*WHAT IS NEEDED*: Search the records for the word "clicks" and pick out every line that has it.

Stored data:
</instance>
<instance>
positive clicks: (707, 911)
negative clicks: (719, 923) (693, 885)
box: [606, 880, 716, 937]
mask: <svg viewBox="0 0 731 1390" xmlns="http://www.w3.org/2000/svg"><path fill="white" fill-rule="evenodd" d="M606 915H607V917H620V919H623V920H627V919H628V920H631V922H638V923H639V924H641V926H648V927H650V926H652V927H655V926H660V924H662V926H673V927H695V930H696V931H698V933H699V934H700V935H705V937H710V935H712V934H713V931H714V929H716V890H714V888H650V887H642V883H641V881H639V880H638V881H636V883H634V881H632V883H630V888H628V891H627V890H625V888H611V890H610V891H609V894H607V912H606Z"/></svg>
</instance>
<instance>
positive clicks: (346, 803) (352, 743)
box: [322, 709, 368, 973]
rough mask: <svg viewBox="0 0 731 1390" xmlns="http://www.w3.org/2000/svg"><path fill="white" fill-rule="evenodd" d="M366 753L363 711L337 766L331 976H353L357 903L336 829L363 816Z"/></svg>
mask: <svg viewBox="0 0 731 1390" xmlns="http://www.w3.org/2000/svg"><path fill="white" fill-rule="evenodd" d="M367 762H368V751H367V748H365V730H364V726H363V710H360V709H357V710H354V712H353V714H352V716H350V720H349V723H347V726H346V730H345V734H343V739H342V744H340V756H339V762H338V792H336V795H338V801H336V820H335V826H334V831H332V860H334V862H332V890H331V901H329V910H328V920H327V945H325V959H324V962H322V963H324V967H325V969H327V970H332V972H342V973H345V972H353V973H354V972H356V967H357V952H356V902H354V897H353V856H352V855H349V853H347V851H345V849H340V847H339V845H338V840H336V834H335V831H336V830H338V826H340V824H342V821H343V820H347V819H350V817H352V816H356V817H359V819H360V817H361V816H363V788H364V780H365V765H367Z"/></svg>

*WRITTEN REPLY*:
positive clicks: (707, 911)
negative clicks: (719, 923) (693, 885)
positive clicks: (346, 803) (352, 743)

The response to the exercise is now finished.